◆ **Data to process**
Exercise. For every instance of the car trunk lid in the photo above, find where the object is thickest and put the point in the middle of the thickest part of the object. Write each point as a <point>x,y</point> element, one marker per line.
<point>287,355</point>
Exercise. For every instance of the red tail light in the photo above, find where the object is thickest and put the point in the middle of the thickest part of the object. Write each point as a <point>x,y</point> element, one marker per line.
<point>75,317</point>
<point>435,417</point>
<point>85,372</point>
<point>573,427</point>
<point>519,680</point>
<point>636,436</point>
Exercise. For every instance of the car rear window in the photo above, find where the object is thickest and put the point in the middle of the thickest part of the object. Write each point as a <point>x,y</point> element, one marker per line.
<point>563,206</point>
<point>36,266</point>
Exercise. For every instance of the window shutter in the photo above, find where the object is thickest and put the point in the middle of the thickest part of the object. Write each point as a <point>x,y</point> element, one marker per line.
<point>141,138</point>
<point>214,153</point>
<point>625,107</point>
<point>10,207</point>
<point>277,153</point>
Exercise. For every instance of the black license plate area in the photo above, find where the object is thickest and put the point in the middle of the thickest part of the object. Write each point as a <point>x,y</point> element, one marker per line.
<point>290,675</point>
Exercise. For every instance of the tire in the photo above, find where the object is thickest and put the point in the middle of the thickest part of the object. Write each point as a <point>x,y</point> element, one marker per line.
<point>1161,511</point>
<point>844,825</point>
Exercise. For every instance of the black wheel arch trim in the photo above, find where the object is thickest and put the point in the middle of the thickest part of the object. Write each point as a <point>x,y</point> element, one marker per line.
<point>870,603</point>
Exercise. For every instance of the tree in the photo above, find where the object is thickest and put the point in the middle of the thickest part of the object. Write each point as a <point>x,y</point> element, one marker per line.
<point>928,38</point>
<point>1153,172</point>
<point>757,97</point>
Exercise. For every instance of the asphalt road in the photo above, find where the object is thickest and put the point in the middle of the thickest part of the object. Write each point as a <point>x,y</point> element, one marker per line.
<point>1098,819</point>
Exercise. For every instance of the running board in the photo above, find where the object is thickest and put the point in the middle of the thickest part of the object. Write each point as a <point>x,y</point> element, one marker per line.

◆ **Written instruction**
Return every line of the listing above unchanged, keeping the original order and wording.

◆ **Result of this task**
Exercise. For every instance of the car trunk lid in the photo above, find where the object is thickest and put the point in the middle of the thickest part of the object. Write each point as a <point>x,y</point> element, one marker per line.
<point>287,355</point>
Exercise. For every instance of the red tail light in the photo above, find where the object is thickest and put the point in the middle of the thickest part of the object. Write each point as a <point>x,y</point> element, one marker per line.
<point>75,317</point>
<point>435,417</point>
<point>85,372</point>
<point>573,427</point>
<point>519,680</point>
<point>636,436</point>
Exercise. For every instance of the car rear window in the photo above, find where the object is thickest and put the point in the middle of the thickest part of the object. Write each point as a <point>x,y</point> element, one marker per line.
<point>563,206</point>
<point>36,266</point>
Exercise. For every instance of the window shutter in the photo above, find where the object is thickest and put the point in the middle of the thickest part of the object. Write each point as a <point>x,y</point> element, one marker per line.
<point>141,138</point>
<point>214,153</point>
<point>625,107</point>
<point>10,207</point>
<point>277,153</point>
Exercise. For every instance of the black license plate area in the photo above, find where the object is thickest and put the point in the middle of the thickest part of the object. Write each point as a <point>x,y</point> element, one marker per line.
<point>290,675</point>
Exercise. For every instance of the tire in the photo above, find where the object is thickest and put the point in the middle of the thickest part of the object. Write each point as a <point>x,y</point> element, one marker per line.
<point>1161,511</point>
<point>844,825</point>
Exercise. For every instance of the black wheel arch trim in the photo above, find where the object is thickest and put the point in the middle of the thickest part of the object. Write each point as a <point>x,y</point> element, one marker per line.
<point>870,603</point>
Exercise. For every instance of the tree in the photo above, find where the object is thickest and put the point in the middle of the thickest part of the object. Write each point as a <point>x,y</point> element, one marker per line.
<point>928,38</point>
<point>1153,172</point>
<point>757,97</point>
Exercise. For every instance of the asphalt road in the photo above, find where the object is thickest and put the point in the middle of the thickest part of the object. Write each point as a <point>x,y</point> element, one marker per line.
<point>1098,819</point>
Exercise. For every instance of the running board in the photo above, find where the object is thickest and put the point in the middle of the thickest part of the object. Write each point as a <point>x,y</point> element, one marker per line.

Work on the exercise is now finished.